● TASK BRIEF
Omit the pictures and return every entry exactly as written.

Rows from a dataset:
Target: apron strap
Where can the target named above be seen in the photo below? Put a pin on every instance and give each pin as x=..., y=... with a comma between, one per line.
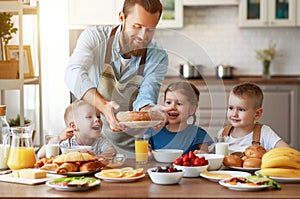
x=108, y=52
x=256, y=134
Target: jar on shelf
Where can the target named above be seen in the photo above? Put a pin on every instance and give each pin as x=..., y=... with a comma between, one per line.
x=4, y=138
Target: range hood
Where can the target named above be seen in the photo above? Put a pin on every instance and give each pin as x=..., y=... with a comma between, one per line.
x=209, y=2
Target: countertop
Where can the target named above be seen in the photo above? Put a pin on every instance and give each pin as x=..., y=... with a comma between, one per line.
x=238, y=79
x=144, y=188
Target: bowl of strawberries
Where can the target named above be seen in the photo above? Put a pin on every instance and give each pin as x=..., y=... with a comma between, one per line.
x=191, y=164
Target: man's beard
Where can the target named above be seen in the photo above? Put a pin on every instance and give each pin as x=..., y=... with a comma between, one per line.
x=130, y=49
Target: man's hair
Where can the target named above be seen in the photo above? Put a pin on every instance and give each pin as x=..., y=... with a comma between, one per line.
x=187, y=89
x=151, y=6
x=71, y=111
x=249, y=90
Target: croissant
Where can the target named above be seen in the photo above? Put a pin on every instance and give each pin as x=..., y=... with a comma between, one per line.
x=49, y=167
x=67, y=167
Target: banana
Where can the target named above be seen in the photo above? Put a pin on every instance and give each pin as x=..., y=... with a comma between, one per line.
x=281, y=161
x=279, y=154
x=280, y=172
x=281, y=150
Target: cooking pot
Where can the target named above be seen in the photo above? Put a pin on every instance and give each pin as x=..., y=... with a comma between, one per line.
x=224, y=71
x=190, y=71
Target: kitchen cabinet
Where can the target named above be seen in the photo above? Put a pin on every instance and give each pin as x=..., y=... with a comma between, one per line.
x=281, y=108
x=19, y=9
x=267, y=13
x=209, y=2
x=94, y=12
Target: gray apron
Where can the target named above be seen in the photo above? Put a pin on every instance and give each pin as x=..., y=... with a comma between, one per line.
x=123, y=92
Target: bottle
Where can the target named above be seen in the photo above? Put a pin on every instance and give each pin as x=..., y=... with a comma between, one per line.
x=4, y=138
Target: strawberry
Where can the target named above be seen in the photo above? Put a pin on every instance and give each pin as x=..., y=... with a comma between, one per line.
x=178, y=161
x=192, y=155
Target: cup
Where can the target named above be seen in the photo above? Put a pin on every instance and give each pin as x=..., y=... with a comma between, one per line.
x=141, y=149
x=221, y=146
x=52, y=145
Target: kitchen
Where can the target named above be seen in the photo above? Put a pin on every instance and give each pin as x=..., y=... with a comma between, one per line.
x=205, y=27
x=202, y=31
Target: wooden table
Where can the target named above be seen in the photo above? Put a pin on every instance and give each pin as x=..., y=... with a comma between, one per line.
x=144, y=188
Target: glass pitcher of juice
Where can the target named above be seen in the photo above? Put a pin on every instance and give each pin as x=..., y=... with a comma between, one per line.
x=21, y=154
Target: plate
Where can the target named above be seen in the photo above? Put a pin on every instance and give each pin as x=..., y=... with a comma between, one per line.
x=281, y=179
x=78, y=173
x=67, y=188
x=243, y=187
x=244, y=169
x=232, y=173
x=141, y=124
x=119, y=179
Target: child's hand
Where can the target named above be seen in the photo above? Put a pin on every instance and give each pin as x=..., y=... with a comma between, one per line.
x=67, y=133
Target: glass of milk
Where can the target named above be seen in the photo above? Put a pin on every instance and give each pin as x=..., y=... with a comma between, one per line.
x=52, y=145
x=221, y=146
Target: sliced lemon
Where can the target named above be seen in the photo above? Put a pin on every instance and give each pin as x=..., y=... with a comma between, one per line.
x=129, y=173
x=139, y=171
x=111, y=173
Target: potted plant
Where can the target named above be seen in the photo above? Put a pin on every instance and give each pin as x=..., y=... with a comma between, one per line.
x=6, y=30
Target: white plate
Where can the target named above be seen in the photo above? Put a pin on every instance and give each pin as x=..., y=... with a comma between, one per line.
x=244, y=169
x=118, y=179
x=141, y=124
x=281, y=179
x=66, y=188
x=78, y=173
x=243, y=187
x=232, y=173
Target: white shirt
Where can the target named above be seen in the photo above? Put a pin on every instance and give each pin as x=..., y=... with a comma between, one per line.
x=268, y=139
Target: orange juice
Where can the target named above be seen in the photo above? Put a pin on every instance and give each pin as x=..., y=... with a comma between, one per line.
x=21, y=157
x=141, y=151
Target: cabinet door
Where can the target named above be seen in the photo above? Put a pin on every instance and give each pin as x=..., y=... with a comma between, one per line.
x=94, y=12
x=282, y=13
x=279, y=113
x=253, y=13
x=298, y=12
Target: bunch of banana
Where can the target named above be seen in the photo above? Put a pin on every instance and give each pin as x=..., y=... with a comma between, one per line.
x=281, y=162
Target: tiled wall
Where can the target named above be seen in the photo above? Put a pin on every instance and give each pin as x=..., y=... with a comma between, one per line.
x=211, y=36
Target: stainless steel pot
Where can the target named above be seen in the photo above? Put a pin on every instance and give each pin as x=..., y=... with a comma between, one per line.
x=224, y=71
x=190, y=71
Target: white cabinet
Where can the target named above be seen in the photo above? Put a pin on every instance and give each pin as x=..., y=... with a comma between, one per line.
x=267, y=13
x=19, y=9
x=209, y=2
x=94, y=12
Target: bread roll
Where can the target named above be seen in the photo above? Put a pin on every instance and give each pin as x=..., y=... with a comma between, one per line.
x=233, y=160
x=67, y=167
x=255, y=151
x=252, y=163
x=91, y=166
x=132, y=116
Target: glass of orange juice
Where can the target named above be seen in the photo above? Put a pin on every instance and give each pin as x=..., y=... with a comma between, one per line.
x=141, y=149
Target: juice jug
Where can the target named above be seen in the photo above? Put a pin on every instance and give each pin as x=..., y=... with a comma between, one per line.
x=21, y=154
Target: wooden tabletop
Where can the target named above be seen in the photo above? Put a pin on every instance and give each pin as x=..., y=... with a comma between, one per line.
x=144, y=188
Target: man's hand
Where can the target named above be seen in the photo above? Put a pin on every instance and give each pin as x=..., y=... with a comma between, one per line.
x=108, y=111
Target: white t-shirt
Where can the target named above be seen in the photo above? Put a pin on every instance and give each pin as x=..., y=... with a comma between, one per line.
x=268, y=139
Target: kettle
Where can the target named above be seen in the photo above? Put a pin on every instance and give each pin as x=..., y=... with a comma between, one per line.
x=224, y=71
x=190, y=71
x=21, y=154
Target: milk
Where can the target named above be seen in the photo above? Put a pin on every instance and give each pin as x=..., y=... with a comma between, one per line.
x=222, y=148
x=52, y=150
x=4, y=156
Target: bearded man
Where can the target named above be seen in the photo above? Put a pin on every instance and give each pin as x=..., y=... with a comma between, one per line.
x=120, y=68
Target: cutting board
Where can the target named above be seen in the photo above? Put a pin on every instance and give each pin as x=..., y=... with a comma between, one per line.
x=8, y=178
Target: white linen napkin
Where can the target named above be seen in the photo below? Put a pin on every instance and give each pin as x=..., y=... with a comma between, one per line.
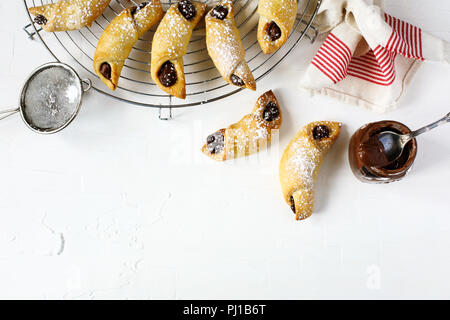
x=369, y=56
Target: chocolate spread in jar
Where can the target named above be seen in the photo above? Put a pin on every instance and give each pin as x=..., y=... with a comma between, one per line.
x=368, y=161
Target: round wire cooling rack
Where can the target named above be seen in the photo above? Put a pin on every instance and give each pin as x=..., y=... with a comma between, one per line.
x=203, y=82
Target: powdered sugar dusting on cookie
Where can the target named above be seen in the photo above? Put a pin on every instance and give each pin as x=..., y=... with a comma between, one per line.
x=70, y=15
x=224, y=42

● FINISHED ANSWER
Target: apron strap
Where can the target named above be seen in the photo below? Put a pin on every instance and give each pin as x=..., y=... with a comma between, one per line.
x=108, y=52
x=256, y=134
Target: jar on shelf
Where can the target named above be seen in the photo above? Put a pin on every instance and give each pin as x=..., y=... with a comma between, one per line.
x=4, y=138
Target: range hood
Where can the target named above be seen in the photo above? Put a pin on every instance and give each pin as x=..., y=... with a comma between, one per line.
x=209, y=2
Target: countertop
Where can the target named above be seen in the photo above? Put a pin on every instance and give each pin as x=..., y=... with a comma between, one per line.
x=238, y=79
x=144, y=188
Target: bowl of strawberries
Where can the target named above be seen in the photo above? Put a pin on every instance and give each pin as x=..., y=... with a comma between, one per line.
x=191, y=164
Target: man's beard
Where can the target named above be seen in the photo above? Put a pin on every instance and give each pin as x=..., y=... with a comma between, one per line.
x=130, y=49
Target: man's hair
Where can the target named above be seen in the photo above? Put a pin on every instance and give each pin as x=..., y=... with a comma between, one per line.
x=187, y=89
x=151, y=6
x=71, y=111
x=249, y=90
Target: croissant
Where can the target named above be seen in the photo above? Put a pin on every instance and give each pin as x=..., y=... with a comma between, one per line.
x=49, y=167
x=67, y=167
Target: banana
Where can the target named above be seen in the photo above? Put a pin on every instance and give each pin as x=..., y=... with a comma between, one per line.
x=281, y=161
x=279, y=154
x=280, y=172
x=281, y=150
Target: cooking pot
Where can the target named above be seen in the photo above? Put a pin on every instance and give each pin as x=..., y=... with a comma between, one per line.
x=224, y=71
x=190, y=71
Target: kitchen cabinet
Where can the target named above be seen in the photo above? Put a pin on every instance and give each pin as x=..., y=... with a comma between, one per line.
x=281, y=108
x=19, y=9
x=267, y=13
x=209, y=2
x=94, y=12
Target: gray apron
Where can the target named above be seen in the photo above? Put a pin on every instance and give each pin as x=..., y=... with a comma between, one per line.
x=123, y=92
Target: bottle
Where can the target named above be seen in the photo above? Put a pin on every instance and give each pin as x=..., y=... with a comma between, one per line.
x=4, y=138
Target: strawberry
Where can the target named above be seen in the photo above? Put a pin on every instance and give each pin as x=..., y=... with a comma between, one per line.
x=178, y=161
x=192, y=155
Target: cup
Where can the target named above be seen in the photo above? Put a pin on every instance and give each pin as x=..., y=... with a comma between, one per line.
x=141, y=149
x=221, y=146
x=52, y=145
Target: kitchen
Where can the target named above be seen in the photo above? Put a pin on every instance and give each pin as x=..., y=... with a comma between, one per line.
x=205, y=27
x=202, y=31
Target: wooden table
Where can the target named above be seen in the photo above? Put a pin on every instance and give each pin as x=..., y=... with a comma between, one per line.
x=144, y=188
Target: glass pitcher of juice
Where can the target named above be seen in the photo above? Put a pin on every instance and give each pin as x=..., y=... with a comma between, one per line.
x=21, y=154
Target: plate
Where can the target named above be seen in the photo above? Put a pin on every instance and give each pin as x=..., y=... with a comma between, one per line.
x=281, y=179
x=78, y=173
x=67, y=188
x=243, y=187
x=244, y=169
x=232, y=173
x=141, y=124
x=119, y=179
Target: child's hand
Where can the target named above be seen in the photo above? Put a pin on every instance and give each pin as x=..., y=... with a comma between, one per line.
x=67, y=133
Target: glass of milk
Where can the target named above be seen in the photo above? Put a pin on every instance and give each pin as x=..., y=... with a comma between, one per line.
x=52, y=145
x=221, y=146
Target: sliced lemon
Where can the target named above be seen in the photo above? Put a pin on every instance and give each pin as x=..., y=... with a comma between, one per line.
x=129, y=173
x=139, y=171
x=111, y=173
Target: potted plant
Where can the target named above be seen in the photo above? Put a pin on every instance and give each pin as x=..., y=... with a comma between, one per line.
x=6, y=30
Target: white plate
Where can the target named above be seen in the photo above? Put a pin on every instance and give each pin as x=..., y=... with a comma between, one per line.
x=244, y=169
x=118, y=179
x=141, y=124
x=281, y=179
x=66, y=188
x=78, y=173
x=243, y=187
x=232, y=173
Target: white shirt
Where can the target named above be seen in the photo above? Put a pin on every instance and give each pin as x=..., y=... with a comma between, one per line.
x=268, y=139
Target: orange juice
Where can the target named above be seen in the photo above? Put a pin on every instance and give each pin as x=..., y=... with a comma between, one per line.
x=21, y=157
x=141, y=151
Target: cabinet door
Where can the target named above be seen in the photo above? Put a pin on every instance and give each pin as x=..., y=... with a comma between, one per line.
x=94, y=12
x=282, y=13
x=279, y=113
x=253, y=13
x=298, y=12
Target: bunch of banana
Where can the target named above be seen in the photo above? Put a pin on every instance and give each pin as x=..., y=... with a comma between, one per line.
x=281, y=162
Target: tiled wall
Where can the target named above be seen in the photo above? Put a pin on every instance and give each pin as x=..., y=... with a comma between, one per line.
x=211, y=36
Target: stainless steel pot
Where can the target named above be seen in the photo above? Put a pin on every instance and give each pin as x=..., y=... with a comma between, one per line.
x=224, y=71
x=190, y=71
Target: white cabinet
Where can the target named above be seen in the photo above? Put a pin on every instance and give each pin as x=..., y=... with a comma between, one per line.
x=267, y=13
x=19, y=9
x=209, y=2
x=94, y=12
Target: bread roll
Where can the target named above be seen in the photo above? Put a pin on every instance and give each pin as x=..., y=... with a comma between, one per line.
x=233, y=160
x=67, y=167
x=255, y=151
x=252, y=163
x=91, y=166
x=132, y=116
Target: glass of orange juice
Where can the target named above be seen in the photo above? Put a pin on every instance and give each pin as x=..., y=... with a comma between, one per line.
x=141, y=149
Target: juice jug
Where can the target named above be seen in the photo above? Put a pin on every instance and give each pin as x=..., y=... with a comma between, one per line.
x=21, y=154
Target: wooden tabletop
Where can the target named above be seen in the photo above? Put a pin on every instance and give each pin as x=..., y=... with a comma between, one per line.
x=144, y=188
Target: man's hand
Where can the target named above be seen in the photo above? Put a pin on every instance and give each pin as x=..., y=... with a comma between, one per line.
x=108, y=111
Target: white t-shirt
Where can the target named above be seen in the photo above? Put a pin on every instance and give each pin as x=..., y=... with a comma between, one per line.
x=268, y=139
Target: kettle
Where can the target named above be seen in the photo above? Put a pin on every instance and give each pin as x=..., y=... with a comma between, one per line.
x=224, y=71
x=190, y=71
x=21, y=154
Target: milk
Where can the target named above be seen in the photo above? Put a pin on every instance and give each pin as x=..., y=... with a comma between, one per line.
x=222, y=148
x=52, y=150
x=4, y=156
Target: bearded man
Where can the target named above be seen in the photo above? Put a pin on every instance and give each pin as x=..., y=... with a comma between, one per line.
x=120, y=68
Target: cutting board
Where can the target named above be seen in the photo above? Put a pin on every instance and give each pin as x=..., y=... with a comma between, one per line.
x=8, y=178
Target: white linen napkin
Where can the target named above be seen in the photo below? Put a pin on every instance and give each pin as x=..., y=... with a comma between, one per line.
x=369, y=56
Target: chocolate spread in jar
Where can the target named above be seen in the photo above? Put a pin on every instance and give each pin as x=..., y=... with a comma between, one per line.
x=368, y=161
Target: round wire cooling rack
Where can the target named above be seen in the photo above? Put a pin on every instance and give each pin as x=..., y=... with a comma between, one per line.
x=203, y=82
Target: powdered sugar dusting on cookie
Where can the target named above be seen in the photo above? Put a pin on every instance and give each pin as x=..., y=... with a comma between, one per line.
x=70, y=15
x=224, y=42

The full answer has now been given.